§ **REQUIRED WORK**: Pick out each line of the records below in which the word "stone" appears, and copy those lines.

-- ENTRIES start --

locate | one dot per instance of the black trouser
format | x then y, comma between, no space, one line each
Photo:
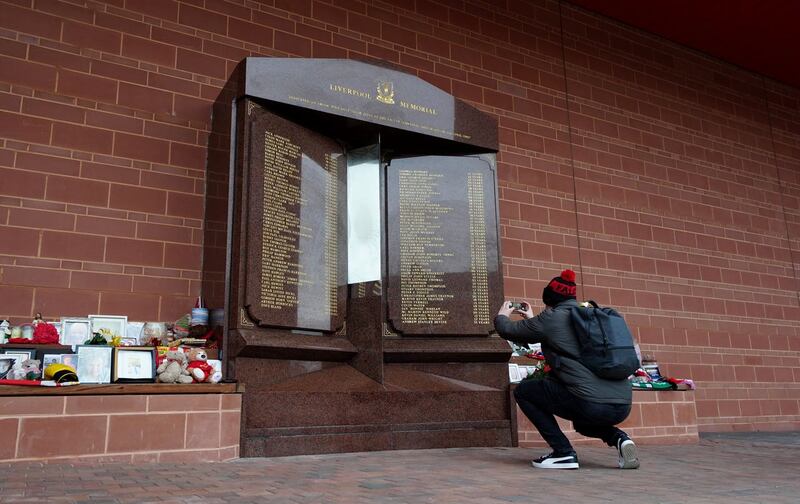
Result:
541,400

-- ENTRIES end --
-- ENTRIES start --

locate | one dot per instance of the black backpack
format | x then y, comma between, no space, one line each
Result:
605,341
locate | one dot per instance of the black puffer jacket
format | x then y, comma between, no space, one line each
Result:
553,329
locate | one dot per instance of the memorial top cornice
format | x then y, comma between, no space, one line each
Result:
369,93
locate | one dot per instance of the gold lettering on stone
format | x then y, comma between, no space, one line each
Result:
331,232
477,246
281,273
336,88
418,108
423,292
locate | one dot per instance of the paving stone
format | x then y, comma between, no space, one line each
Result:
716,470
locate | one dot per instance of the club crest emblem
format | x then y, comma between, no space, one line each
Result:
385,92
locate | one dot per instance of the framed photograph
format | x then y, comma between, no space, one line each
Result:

-- ENTRIES end --

§ **FULL OUTPUT**:
locate | one dot per instance of the gold lettering on stone
locate | one dot per instance of the paving stone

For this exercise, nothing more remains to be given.